[[ SELECTED PASSAGE, beginning ]]
To which the Fool answers “Lear’s shadow”. Once again, Lear’s speech can be taken purely as enraged irony on his part, but Ryan intriguingly poses a different possibility. Should the “shadow” mentioned by the Fool be seen as entirely negative? Through the course of the play, we see a transfiguration in Lear: the man who could actually say to his daughter that it would have been better for her not to be born than not to have pleased him better, comes, by the third act, to recognise that he is just a poor, bare, forked animal, no different from the lowest beggar and outcast. One persona gives place to another. And it is in this context that Ryan asks us to consider this earlier passage. In this passage, when cracks in the person Lear had been begin for the first time to appear, he does not truly know who he is; and this is why he speaks of himself in the third person; and this is why he has to ask “Who is it that can tell me who I am?” The Fool’s answer – “Lear’s shadow” – can certainly be taken to mean that Lear is now but the shadow of the man he used to be; but, more intriguingly, the Fool may intend the “shadow” to denote nothing – a nothing that is nonetheless positive, for from this nothing may arise a being that had previously lain dormant within. It is a nothing that, as Timon had recognised, brings all things.

Lear’s transformation from a king to a nothing – a nothing that is nonetheless greater than the something he had previously been – has antecedents in Shakespeare’s plays, and Ryan traces these carefully. There was Henry VI, of course, whose inner being retreats in revulsion from his kingly self; there’s Richard II, who, once stripped of his kingly status must try to understand what the being is within. Hamlet too had quizzically said that “a king is a thing of nothing”.  But in none of these earlier plays had the focus fallen so explicitly on social iniquities, on the poor naked wretches who have to bide the pelting of pitiless storms. Lear comes to recognise that he had “ta’en too little care of this”, but, as Ryan says, Shakespeare has to take him further: it is not merely that the rich should look after the poor better; a commonality in our shared humanity must be recognised. Immediately at the point where Lear prays for those of whom he had ta’en too little care, there appears Poor Tom – a man who does not even have the necessities without which, Lear had previously thought, man’s life were as cheap as beast’s. And Lear, to his horror, recognises his own commonality with this poor, bare, forked animal that now appears before him.
[[ SELECTED PASSAGE, end ]]
WHAT IS NEEDED
In the King Lear passage, what had Hamlet said about a king? The listing isn't needed to work with the King Lear passage.
[[ SUPPLIED MATERIAL, beginning ]]
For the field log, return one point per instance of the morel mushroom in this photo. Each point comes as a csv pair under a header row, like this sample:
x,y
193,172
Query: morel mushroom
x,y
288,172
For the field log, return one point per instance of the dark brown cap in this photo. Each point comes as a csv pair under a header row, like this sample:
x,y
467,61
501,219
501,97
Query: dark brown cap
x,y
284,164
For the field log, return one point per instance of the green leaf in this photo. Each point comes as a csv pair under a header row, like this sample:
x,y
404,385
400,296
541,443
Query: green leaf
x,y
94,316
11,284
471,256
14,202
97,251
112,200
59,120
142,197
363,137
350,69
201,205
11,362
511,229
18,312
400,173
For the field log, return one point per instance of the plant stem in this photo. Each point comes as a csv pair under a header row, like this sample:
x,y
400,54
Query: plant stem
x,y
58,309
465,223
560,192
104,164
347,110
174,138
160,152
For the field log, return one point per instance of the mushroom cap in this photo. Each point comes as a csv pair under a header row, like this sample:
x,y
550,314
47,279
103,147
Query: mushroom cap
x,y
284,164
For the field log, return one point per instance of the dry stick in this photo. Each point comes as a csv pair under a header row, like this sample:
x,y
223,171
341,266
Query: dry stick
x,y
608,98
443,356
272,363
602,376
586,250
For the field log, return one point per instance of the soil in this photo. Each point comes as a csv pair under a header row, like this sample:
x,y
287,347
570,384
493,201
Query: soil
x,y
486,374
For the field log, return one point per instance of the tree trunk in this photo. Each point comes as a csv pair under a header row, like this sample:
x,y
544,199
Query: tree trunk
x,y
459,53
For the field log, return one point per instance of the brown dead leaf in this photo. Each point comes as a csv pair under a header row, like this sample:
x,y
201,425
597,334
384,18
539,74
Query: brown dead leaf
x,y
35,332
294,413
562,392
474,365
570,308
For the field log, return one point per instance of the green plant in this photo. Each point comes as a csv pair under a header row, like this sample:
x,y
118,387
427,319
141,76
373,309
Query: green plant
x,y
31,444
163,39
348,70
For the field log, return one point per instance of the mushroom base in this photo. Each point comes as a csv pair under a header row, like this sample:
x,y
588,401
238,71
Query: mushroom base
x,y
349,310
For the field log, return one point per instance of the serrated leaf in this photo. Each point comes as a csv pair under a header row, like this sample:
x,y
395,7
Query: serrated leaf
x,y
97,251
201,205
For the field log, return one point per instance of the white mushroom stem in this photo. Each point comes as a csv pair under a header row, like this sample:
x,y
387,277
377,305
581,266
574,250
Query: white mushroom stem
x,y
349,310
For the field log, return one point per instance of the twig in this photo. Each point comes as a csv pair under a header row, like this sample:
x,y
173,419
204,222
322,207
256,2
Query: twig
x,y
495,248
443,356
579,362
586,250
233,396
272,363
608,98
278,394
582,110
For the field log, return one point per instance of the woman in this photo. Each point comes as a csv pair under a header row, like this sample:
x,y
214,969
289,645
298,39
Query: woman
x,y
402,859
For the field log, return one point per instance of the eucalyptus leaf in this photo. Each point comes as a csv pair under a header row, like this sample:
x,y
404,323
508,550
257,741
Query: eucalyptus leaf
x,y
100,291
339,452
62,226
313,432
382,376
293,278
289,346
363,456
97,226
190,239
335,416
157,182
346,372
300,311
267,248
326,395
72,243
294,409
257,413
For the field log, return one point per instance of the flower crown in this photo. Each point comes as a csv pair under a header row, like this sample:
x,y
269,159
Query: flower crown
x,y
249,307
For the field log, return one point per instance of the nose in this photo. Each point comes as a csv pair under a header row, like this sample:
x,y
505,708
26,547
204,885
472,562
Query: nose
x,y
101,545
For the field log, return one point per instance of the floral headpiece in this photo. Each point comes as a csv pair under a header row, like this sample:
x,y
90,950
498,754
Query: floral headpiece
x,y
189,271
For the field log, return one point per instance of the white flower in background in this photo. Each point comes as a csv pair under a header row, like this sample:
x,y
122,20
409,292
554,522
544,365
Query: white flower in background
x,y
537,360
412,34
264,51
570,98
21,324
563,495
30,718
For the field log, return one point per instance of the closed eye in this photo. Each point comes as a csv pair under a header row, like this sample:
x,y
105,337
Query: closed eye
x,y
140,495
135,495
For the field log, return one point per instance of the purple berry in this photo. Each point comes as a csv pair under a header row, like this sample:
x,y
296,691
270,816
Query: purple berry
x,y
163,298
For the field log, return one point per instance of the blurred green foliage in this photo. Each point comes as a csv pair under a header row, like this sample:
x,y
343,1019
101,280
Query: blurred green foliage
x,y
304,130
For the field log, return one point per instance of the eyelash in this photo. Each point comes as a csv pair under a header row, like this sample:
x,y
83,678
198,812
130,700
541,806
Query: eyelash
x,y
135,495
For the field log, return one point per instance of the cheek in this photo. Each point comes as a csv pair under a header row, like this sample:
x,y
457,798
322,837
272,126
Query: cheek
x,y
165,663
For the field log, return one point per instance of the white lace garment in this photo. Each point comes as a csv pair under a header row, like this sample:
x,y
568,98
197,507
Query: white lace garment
[[ SUPPLIED MATERIAL, end ]]
SOLUTION BELOW
That "a king is a thing of nothing."